§ **Exercise goal**: Render the records from their first line up to and including the line containing "x=543 y=415" as a JSON list of strings, one string per line, with blank lines omitted.
· · · · ·
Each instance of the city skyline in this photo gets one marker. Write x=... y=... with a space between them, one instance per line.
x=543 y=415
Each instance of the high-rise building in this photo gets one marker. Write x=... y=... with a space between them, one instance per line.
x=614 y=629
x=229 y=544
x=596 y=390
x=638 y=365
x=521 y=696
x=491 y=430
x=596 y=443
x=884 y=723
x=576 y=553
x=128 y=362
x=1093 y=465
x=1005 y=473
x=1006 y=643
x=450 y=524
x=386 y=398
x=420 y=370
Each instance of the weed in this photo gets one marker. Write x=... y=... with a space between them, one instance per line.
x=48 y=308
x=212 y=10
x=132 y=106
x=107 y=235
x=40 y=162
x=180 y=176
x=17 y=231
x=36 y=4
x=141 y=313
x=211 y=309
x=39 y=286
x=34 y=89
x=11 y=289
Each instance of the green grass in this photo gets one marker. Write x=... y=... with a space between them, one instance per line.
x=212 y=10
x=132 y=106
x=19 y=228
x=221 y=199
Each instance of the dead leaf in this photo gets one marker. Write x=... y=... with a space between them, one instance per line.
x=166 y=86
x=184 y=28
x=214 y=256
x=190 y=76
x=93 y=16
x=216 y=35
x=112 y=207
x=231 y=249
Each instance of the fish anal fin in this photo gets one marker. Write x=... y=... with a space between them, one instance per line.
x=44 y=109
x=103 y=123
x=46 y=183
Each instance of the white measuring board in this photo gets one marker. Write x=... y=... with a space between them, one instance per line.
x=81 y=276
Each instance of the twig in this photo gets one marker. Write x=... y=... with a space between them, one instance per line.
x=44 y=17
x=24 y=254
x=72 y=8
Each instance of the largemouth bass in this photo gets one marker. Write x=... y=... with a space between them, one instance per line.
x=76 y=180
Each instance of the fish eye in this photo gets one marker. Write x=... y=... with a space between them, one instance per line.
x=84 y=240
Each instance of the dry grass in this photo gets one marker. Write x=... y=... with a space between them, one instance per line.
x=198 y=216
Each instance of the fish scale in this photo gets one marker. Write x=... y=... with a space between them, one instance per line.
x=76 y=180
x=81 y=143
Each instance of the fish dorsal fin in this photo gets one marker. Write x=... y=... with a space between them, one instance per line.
· · · · ·
§ **Task answer**:
[
  "Each instance of the city skyline in this photo gets one marker. Write x=... y=... with a space between them, one instance per line.",
  "x=543 y=415"
]